> **DO THIS**
Extract precisely the lines that run from the line containing "of the shirt" to the end of the records below, with both ends included and pictures omitted.

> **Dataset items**
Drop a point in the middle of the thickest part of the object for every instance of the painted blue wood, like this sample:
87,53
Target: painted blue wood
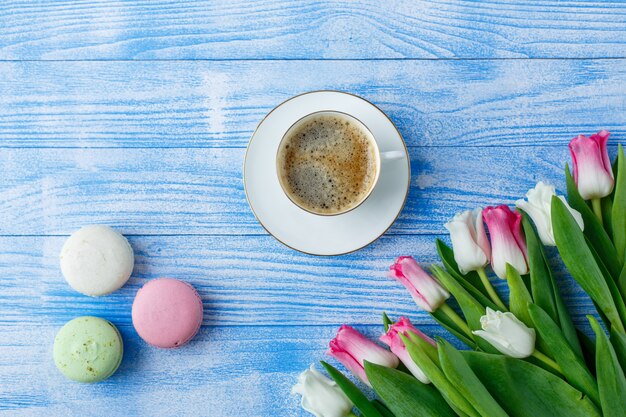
139,119
280,29
242,280
200,191
218,104
224,372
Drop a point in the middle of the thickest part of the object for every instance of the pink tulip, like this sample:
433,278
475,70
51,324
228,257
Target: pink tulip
592,167
508,244
426,291
394,341
352,349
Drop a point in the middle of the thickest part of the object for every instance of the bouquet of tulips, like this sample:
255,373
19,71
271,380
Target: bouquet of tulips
526,358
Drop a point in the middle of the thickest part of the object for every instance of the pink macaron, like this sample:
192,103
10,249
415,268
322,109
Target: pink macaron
167,313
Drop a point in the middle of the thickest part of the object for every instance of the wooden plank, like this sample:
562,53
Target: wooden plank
200,191
224,371
243,280
279,29
218,104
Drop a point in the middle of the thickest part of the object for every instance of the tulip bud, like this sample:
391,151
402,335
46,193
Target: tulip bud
508,244
507,334
352,349
469,240
426,291
539,209
321,396
394,341
592,167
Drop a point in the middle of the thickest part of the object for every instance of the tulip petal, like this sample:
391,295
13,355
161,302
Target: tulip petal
592,167
507,240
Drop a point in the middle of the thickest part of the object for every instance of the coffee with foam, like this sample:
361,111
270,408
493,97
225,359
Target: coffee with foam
327,164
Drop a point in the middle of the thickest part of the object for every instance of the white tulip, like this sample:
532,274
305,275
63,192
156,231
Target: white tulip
321,396
507,334
538,208
469,240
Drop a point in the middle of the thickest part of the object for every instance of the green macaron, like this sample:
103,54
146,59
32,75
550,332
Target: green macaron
88,349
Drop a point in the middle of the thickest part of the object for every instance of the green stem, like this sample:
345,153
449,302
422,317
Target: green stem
545,359
490,290
597,208
447,310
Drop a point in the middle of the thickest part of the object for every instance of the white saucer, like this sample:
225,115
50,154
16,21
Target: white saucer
310,233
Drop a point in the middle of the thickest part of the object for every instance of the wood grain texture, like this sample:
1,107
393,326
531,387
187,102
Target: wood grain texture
200,191
224,372
218,104
281,29
243,280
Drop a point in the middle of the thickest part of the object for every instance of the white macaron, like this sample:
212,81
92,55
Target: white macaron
97,260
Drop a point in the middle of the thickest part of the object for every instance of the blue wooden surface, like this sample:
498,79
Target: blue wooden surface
136,114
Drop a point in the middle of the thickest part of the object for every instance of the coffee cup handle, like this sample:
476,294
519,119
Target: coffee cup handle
391,155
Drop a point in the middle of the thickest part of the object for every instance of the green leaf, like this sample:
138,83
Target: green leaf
519,297
606,206
618,212
386,321
382,408
451,326
615,293
580,261
404,395
540,272
589,351
611,380
424,346
565,320
472,309
618,340
466,382
525,390
452,396
471,282
355,395
572,365
593,229
543,286
621,283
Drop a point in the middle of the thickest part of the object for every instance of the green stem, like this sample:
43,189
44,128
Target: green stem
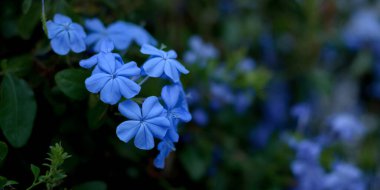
43,17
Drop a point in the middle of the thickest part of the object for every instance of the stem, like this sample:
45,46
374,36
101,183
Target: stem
143,81
43,17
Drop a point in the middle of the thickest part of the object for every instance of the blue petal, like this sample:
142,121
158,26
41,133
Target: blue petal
129,69
92,38
94,25
128,88
96,82
53,29
172,134
158,126
151,108
170,95
61,19
78,29
60,43
151,50
89,63
172,54
179,66
76,43
144,139
171,72
182,114
154,67
110,94
107,62
130,110
127,130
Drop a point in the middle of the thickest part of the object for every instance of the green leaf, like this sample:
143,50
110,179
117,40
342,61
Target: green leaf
3,151
17,110
26,6
5,182
71,83
96,113
91,185
35,170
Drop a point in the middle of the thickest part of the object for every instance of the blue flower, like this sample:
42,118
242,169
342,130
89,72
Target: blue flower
120,33
165,147
144,124
176,108
111,79
105,48
162,62
347,127
65,35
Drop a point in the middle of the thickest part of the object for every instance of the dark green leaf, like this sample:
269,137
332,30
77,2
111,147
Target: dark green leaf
35,171
91,185
26,6
3,150
71,83
17,110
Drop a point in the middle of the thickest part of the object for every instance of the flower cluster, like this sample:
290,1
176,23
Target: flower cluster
115,81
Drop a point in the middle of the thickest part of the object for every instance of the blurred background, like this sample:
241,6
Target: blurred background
283,94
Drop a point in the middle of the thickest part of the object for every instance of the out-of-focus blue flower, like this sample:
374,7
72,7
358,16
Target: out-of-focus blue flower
165,147
161,63
200,116
144,124
65,35
120,33
344,176
306,166
111,79
246,65
200,52
193,95
176,110
347,127
363,27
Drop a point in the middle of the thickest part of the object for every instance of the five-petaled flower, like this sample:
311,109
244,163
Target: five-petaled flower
65,35
144,124
162,62
111,79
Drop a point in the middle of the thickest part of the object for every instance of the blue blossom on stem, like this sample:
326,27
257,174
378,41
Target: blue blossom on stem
65,35
120,33
165,147
176,109
162,63
111,79
145,123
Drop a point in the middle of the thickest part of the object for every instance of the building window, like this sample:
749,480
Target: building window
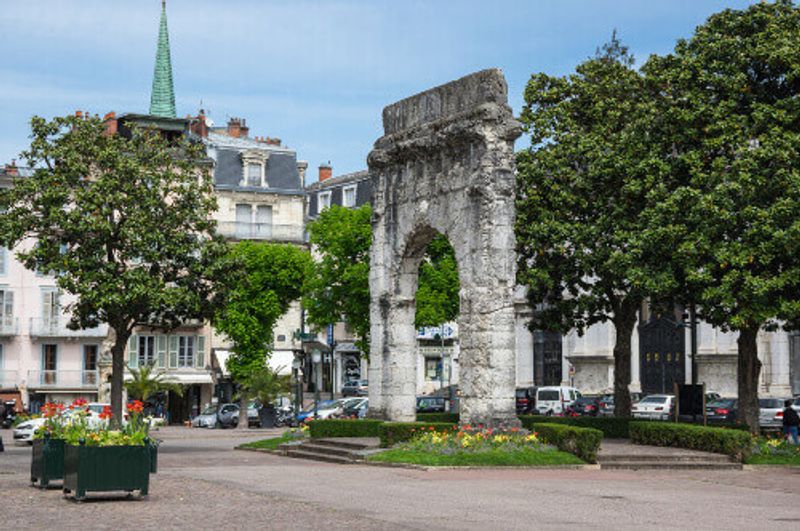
186,351
90,364
433,369
49,363
51,308
254,174
6,309
349,196
323,201
147,350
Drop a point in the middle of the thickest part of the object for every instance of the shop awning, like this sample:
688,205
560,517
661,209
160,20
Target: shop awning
188,379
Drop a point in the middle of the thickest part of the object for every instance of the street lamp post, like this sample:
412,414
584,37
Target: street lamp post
316,359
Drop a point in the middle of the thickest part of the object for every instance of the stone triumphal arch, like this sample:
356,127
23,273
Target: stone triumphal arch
445,164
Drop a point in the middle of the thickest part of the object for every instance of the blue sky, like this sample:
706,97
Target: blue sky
315,73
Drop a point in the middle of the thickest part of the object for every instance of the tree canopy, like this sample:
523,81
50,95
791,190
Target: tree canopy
123,222
733,116
271,278
586,187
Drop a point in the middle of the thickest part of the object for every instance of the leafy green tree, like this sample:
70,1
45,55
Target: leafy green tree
734,116
437,295
144,383
125,223
272,276
585,189
338,289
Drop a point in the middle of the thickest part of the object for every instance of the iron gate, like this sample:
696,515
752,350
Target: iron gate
661,355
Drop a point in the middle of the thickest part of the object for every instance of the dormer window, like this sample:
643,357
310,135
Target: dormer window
254,174
254,165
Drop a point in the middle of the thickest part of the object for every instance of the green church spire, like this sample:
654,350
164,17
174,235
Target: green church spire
162,98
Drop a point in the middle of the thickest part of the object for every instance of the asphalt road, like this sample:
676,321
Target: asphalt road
202,483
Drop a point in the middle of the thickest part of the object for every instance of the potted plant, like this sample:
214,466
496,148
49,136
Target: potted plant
266,385
109,460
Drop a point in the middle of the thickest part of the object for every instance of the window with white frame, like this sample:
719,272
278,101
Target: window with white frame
349,196
186,351
254,174
6,307
147,350
323,201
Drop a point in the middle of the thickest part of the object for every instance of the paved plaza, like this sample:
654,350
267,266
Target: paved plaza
203,483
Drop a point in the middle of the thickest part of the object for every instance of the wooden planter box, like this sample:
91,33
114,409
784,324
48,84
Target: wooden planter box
47,461
106,469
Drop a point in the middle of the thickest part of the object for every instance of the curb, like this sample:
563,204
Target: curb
429,468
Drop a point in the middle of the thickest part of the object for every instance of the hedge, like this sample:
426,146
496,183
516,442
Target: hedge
344,428
451,418
392,433
612,427
581,442
735,443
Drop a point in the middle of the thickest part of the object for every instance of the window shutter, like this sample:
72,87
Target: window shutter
161,351
133,354
200,360
173,352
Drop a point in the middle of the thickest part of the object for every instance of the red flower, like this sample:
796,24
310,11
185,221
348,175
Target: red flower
106,413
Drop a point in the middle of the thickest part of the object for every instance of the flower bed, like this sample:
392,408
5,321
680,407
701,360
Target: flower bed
89,455
469,446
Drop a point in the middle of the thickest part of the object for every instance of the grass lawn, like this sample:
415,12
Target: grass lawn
495,457
773,460
271,444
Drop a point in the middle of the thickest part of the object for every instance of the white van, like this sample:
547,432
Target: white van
555,400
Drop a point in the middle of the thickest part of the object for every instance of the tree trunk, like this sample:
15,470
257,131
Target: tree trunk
749,369
243,420
623,323
118,374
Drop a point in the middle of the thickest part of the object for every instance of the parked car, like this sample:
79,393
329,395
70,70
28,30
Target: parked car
430,404
585,406
355,410
526,400
23,432
356,388
770,414
607,403
723,410
555,400
655,407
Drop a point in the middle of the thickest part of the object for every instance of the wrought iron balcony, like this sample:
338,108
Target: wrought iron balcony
63,379
41,327
260,231
8,379
8,325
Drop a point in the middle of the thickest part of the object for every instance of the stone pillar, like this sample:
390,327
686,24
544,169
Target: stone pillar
446,165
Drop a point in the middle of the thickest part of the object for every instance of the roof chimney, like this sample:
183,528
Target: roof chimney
325,171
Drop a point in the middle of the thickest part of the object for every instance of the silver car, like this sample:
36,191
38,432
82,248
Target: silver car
770,415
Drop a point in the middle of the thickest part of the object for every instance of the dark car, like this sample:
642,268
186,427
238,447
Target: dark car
586,406
430,404
526,400
723,410
356,388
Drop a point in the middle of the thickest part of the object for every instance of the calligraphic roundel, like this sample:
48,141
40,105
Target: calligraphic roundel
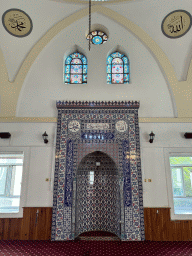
17,23
176,24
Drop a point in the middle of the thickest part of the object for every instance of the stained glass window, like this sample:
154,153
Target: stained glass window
97,37
75,69
117,69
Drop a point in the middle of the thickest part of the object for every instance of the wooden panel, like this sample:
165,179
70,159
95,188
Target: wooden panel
30,227
158,226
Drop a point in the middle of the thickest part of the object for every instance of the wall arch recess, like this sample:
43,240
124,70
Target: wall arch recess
142,35
97,199
113,126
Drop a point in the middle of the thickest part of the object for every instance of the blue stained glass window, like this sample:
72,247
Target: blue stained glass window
117,68
75,69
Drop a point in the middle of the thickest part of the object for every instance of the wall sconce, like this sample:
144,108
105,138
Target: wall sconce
5,135
152,136
45,136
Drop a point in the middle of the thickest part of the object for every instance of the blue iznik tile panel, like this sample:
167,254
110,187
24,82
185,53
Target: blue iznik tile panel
111,198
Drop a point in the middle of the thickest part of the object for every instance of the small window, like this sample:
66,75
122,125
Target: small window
11,169
181,174
75,69
117,69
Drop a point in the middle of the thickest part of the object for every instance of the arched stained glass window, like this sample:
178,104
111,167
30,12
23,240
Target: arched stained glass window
76,69
117,69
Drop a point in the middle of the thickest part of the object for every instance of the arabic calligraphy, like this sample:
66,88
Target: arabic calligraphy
17,22
176,24
121,126
97,126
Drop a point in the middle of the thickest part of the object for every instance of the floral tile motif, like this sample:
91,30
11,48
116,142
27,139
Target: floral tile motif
111,128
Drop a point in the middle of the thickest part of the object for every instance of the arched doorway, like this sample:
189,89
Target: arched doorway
97,206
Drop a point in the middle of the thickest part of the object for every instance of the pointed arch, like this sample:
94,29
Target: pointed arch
117,68
75,69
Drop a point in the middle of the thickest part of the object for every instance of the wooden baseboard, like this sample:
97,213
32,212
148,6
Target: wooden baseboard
158,226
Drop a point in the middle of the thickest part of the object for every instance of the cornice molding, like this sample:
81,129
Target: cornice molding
97,104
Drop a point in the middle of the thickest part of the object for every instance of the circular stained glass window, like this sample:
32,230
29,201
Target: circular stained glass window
97,37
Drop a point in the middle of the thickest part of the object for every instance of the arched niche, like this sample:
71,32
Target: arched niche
97,199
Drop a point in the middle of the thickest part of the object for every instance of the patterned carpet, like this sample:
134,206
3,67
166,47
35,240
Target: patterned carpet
94,248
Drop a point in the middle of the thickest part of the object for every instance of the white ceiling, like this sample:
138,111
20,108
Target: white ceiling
148,14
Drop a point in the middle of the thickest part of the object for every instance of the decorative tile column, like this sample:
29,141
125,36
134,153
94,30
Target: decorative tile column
110,127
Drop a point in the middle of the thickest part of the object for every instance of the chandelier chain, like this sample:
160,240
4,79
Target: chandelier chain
89,25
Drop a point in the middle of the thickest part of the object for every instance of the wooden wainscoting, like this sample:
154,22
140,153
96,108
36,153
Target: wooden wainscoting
30,227
158,226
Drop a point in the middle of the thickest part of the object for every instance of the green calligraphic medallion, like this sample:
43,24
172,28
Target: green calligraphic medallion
17,23
176,24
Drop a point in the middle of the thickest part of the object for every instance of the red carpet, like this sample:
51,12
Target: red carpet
95,248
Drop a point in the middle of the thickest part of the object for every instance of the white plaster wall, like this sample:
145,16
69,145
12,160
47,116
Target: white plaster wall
44,82
149,14
40,158
44,15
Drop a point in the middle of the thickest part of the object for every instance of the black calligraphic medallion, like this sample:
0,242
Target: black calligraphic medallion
17,23
176,24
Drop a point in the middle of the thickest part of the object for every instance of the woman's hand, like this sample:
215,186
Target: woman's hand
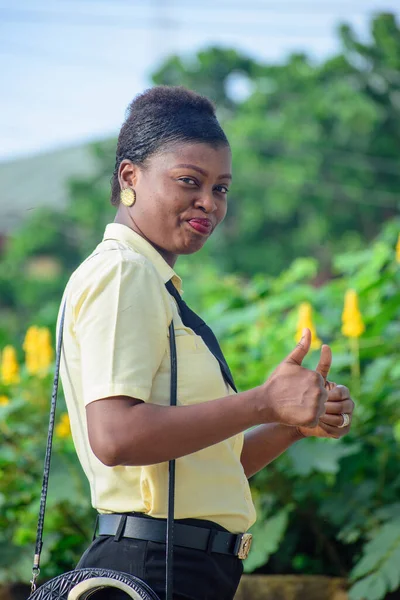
294,395
329,425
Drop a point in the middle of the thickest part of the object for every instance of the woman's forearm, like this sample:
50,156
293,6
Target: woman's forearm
131,433
265,443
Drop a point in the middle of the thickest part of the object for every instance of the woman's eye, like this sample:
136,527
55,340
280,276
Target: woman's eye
188,180
222,188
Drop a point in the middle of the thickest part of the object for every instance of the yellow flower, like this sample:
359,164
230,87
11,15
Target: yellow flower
305,320
353,325
63,429
9,366
38,350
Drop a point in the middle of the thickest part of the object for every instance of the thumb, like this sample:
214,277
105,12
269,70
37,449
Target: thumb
325,361
298,354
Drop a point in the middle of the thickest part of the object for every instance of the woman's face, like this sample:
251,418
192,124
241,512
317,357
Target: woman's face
181,196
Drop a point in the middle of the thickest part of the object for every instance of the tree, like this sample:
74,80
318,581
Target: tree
314,148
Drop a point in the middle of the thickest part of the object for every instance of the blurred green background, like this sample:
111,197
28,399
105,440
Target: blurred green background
313,212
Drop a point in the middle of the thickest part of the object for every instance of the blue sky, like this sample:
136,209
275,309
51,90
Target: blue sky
69,68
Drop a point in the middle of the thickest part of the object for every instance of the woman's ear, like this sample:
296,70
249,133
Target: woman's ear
127,174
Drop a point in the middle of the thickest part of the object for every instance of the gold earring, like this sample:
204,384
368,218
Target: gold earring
128,197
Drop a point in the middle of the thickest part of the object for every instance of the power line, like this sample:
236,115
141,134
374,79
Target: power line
114,21
306,7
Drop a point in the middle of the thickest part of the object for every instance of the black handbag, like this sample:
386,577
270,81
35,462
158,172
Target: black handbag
80,584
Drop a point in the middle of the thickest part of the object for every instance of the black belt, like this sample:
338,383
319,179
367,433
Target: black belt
188,536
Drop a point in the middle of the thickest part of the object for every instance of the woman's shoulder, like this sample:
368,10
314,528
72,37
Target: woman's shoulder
112,260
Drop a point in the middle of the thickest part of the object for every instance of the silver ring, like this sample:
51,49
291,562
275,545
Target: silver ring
346,421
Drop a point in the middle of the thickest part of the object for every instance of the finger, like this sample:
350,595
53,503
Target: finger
336,408
330,385
298,354
340,392
333,421
325,361
333,431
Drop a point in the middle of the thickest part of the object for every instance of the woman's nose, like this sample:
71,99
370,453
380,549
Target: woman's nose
206,202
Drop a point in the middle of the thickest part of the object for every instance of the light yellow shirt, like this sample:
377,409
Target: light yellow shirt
115,342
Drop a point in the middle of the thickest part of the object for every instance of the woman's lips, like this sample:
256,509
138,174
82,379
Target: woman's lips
203,226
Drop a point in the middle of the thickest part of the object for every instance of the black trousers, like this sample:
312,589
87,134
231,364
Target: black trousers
198,575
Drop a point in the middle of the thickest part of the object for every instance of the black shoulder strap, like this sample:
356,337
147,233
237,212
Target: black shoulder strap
192,320
47,460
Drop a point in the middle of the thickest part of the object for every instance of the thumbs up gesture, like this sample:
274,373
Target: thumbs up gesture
300,397
336,420
295,395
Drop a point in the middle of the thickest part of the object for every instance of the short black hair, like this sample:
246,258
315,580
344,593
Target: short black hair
162,115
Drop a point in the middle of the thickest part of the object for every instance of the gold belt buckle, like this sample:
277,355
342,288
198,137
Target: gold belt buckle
244,545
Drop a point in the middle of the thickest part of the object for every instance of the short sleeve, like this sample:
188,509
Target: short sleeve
121,327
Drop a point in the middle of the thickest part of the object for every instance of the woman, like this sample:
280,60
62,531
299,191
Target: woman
170,186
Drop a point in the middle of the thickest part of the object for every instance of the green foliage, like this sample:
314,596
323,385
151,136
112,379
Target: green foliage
324,500
69,517
315,148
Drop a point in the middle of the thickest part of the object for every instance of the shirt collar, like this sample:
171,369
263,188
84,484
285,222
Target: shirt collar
124,234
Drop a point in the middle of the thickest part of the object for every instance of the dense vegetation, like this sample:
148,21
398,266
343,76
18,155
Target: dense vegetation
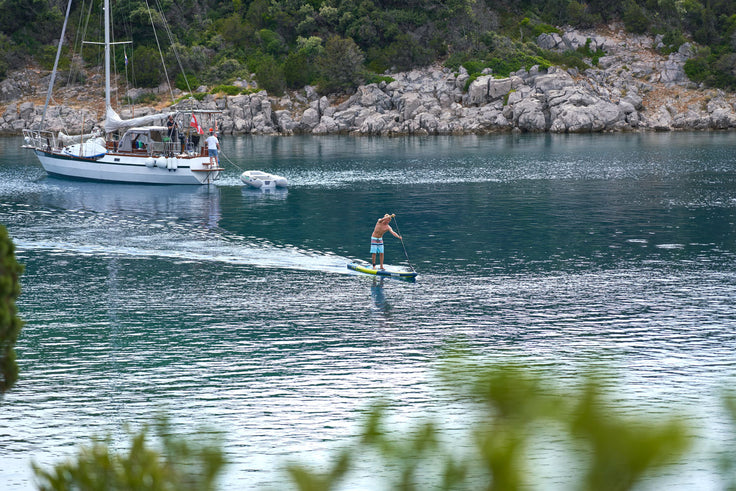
10,323
337,44
517,430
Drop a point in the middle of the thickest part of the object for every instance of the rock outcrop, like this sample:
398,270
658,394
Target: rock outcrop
632,88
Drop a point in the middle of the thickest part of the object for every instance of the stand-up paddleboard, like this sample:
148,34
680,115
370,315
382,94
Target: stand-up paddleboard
389,271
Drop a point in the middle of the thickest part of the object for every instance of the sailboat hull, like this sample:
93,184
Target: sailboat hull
123,168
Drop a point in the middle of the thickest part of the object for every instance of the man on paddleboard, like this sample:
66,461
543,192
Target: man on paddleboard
382,226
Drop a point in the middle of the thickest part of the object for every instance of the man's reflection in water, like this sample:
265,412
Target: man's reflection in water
378,296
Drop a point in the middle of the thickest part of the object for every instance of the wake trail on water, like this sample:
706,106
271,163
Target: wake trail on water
119,236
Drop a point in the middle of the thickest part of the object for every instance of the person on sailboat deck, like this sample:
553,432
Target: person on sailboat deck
213,145
382,226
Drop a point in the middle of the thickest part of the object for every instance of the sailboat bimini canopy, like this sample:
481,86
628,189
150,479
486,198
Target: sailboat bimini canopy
113,121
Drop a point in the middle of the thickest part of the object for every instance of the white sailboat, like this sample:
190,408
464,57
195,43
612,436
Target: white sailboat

> **WRITTEN RESPONSE**
Drop a point in the middle of the thickest part of the object for every instance of the shirt collar, like this sample:
171,369
263,188
84,484
285,222
Target: shirt collar
124,234
Drop a point in the middle of the thickest part of the object for every instance of the dense vegetation, like this sample:
148,21
398,266
343,76
18,155
Target: dense vegetation
10,323
337,44
517,430
Drop a point in the middle of the thickest part of the object for every instance of the rock outcrop, like this sample:
398,270
658,394
Target: rock outcrop
632,88
Drop a point in the middle of the thickest part of the object for every instance of the stand-up paddleboard, like this sample:
148,34
680,115
370,315
382,94
Target: stand-up paddleboard
389,271
Drop a point in the middle of the thickest part of the object for every instance of the sailboat hull, like this sample:
93,184
Target: sailboat hull
123,168
Drop a point in the middle of the thickest part of the object for every instance of the man on paddleboard, like this sample:
66,461
543,192
Target: man on paddleboard
382,226
Drop a point in the middle of the thickest part of the object for every instance of the man's reflection in water, like this sample:
265,412
Target: man's reflection in water
378,296
Drop a point in the middle of the thickest part of the object for every instance of the wake trail on water, like this sample:
706,106
271,163
Target: wake trail on water
119,236
Drop a point in the middle of the thickest part of the object for every instance of the person on sailboat deck, like this sample:
553,432
Target: person on sailboat deck
213,145
382,226
Drop a point in the middle of the thickest part of the object for every instance of the sailboat bimini canopy, like this sample:
481,86
628,189
150,479
486,198
Target: sailboat bimini canopy
113,121
Drop a point in the middle of the thickest part of the object for every instance of the white sailboat, like this sample:
190,408
464,57
195,43
612,436
Target: white sailboat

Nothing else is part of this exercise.